→ What to do: For each record below, give an exact transcription.

** Dataset records follows **

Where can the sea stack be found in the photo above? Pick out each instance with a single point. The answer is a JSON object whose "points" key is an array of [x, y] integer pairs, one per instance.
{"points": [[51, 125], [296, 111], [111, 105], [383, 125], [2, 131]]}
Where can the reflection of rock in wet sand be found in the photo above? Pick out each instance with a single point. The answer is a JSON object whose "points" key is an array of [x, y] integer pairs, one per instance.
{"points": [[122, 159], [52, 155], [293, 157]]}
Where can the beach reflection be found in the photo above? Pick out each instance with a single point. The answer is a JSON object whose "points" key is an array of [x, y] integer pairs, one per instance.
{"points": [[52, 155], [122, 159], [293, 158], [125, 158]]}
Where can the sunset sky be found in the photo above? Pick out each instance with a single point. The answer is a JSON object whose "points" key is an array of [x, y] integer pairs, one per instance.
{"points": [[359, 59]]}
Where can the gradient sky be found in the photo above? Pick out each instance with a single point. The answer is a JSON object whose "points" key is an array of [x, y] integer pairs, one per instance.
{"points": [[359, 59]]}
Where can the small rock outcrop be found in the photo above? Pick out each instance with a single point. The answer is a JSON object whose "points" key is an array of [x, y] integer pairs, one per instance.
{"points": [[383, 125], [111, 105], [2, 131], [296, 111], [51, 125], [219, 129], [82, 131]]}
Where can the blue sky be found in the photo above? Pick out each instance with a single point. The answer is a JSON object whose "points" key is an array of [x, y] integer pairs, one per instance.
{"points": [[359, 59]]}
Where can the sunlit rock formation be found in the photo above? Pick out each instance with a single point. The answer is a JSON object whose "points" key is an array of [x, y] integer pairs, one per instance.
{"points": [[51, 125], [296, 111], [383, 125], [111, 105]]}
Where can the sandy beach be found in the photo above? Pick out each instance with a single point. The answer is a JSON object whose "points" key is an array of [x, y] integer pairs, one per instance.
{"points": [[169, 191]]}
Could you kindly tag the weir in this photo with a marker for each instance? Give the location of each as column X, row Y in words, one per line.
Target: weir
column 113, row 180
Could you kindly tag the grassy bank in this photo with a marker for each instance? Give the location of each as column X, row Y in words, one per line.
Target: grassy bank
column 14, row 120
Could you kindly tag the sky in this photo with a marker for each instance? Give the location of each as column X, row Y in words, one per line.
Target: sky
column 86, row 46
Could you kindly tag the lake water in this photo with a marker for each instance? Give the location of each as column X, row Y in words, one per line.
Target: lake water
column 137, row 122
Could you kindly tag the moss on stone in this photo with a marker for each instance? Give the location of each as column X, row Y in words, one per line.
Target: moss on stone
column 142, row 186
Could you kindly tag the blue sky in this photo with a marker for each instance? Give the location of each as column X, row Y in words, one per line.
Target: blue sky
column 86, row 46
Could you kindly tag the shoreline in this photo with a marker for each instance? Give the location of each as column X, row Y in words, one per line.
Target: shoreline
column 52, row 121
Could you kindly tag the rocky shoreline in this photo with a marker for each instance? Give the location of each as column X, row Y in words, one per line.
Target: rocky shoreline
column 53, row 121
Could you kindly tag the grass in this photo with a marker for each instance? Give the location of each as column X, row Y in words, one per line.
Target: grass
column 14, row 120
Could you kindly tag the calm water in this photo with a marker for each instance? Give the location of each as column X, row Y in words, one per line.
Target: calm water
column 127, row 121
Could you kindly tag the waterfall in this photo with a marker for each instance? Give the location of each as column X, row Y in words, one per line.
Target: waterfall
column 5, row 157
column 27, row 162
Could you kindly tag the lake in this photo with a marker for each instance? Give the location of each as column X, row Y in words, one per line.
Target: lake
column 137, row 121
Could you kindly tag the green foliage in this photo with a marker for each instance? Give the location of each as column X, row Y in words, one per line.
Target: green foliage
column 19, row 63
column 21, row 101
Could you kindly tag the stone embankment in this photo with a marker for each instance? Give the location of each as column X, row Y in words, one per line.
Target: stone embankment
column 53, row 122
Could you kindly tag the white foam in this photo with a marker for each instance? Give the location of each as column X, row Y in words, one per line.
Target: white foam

** End of Dataset records **

→ Expected output:
Where can the sea stack be found in the photo above? Pick out each instance with a single point. The answer is a JSON object whose "points" key is an array of [x, y] integer pairs, one per instance.
{"points": [[51, 125], [296, 111], [111, 105], [383, 125], [2, 131]]}
Where can the reflection of rock in wet sand be found in the photo above? Pick out each instance with a single point. The answer is a JSON object whose "points" key is an array of [x, y] integer pairs, one per instance.
{"points": [[122, 159], [52, 155], [293, 157]]}
Where can the beach reflection be found in the photo above? Pick out each instance with a single point. The answer is a JSON object whose "points" key is an array of [x, y] integer pairs, one per instance.
{"points": [[52, 155], [122, 159], [293, 158], [125, 158]]}
Where can the sunset sky be found in the photo above? Pick out each instance with a single point. The answer is a JSON object whose "points" key is an array of [x, y] integer pairs, one per instance.
{"points": [[359, 59]]}
Where can the gradient sky be found in the photo above? Pick out each instance with a single point. The answer is a JSON object whose "points" key is an array of [x, y] integer pairs, one per instance.
{"points": [[359, 59]]}
Where can the small rock outcrop be found in the photo above? Pick out each instance with a single point. The answer is a JSON object whose "points" key is an array of [x, y] integer pairs, one per instance.
{"points": [[383, 125], [111, 105], [2, 131], [296, 111], [51, 125], [219, 129], [82, 131]]}
Where can the blue sky be found in the photo above? Pick out each instance with a single point. The answer is a JSON object whose "points" key is an array of [x, y] integer pairs, one per instance.
{"points": [[359, 59]]}
Where can the sunlit rock formation be found in the photo above? Pick out each instance with a single point. The answer is a JSON object whose "points" key is an array of [x, y] integer pairs, one per instance.
{"points": [[51, 125], [296, 111], [383, 125], [111, 105]]}
Where can the sandy beach be found in the photo above? Pick out each instance with a single point. The answer is a JSON object whose "points" key is an array of [x, y] integer pairs, one per instance.
{"points": [[169, 191]]}
Could you kindly tag the weir in this photo with a marker for each instance? Give the location of each as column X, row Y in words, one per line.
Target: weir
column 113, row 180
Could you kindly tag the grassy bank in this photo with a marker for each instance? Give the location of each as column X, row Y in words, one per line.
Target: grassy bank
column 14, row 120
Could you kindly tag the sky in this photo with a marker for each instance? Give the location of each as column X, row Y in words, one per line.
Target: sky
column 86, row 46
Could you kindly tag the lake water in this photo with a marker for each instance? Give the location of each as column X, row Y in words, one per line.
Target: lake water
column 137, row 122
Could you kindly tag the moss on stone in this photo with a marker for each instance? Give the location of each as column X, row Y in words, one per line.
Target: moss on stone
column 142, row 186
Could you kindly tag the blue sky in this photo with a marker for each instance? Give the location of each as column X, row Y in words, one per line.
Target: blue sky
column 86, row 46
Could you kindly tag the shoreline in this photo with a marker for each instance? Give the location of each as column X, row Y in words, one per line.
Target: shoreline
column 52, row 121
Could you kindly tag the rocky shoreline in this photo with a marker for each instance? Give the location of each as column X, row Y in words, one per line.
Target: rocky shoreline
column 53, row 121
Could you kindly tag the grass in this photo with a marker for each instance? Give the location of each as column X, row Y in words, one per line.
Target: grass
column 14, row 120
Could you kindly tag the calm water in this photo with a marker for each instance? Give the location of each as column X, row Y in words, one per line.
Target: calm water
column 127, row 121
Could you kindly tag the waterfall in this photo with a marker for each instance? Give the location of each as column X, row Y in words, one per line.
Target: waterfall
column 5, row 157
column 27, row 162
Could you kindly tag the lake in this photo with a marker for each instance? Give the location of each as column X, row Y in words, one per line.
Target: lake
column 137, row 121
Could you kindly tag the green foliage in this photo with a marker for each instance? Give the location of each as column X, row Y in words, one per line.
Target: green foliage
column 19, row 63
column 21, row 101
Could you kindly tag the stone embankment in this photo with a marker for each instance? Give the location of each as column X, row Y in words, one per line.
Target: stone embankment
column 53, row 122
Could you kindly tag the white foam in this photo with a marker for each instance? Give the location of each as column X, row Y in words, one per line.
Target: white foam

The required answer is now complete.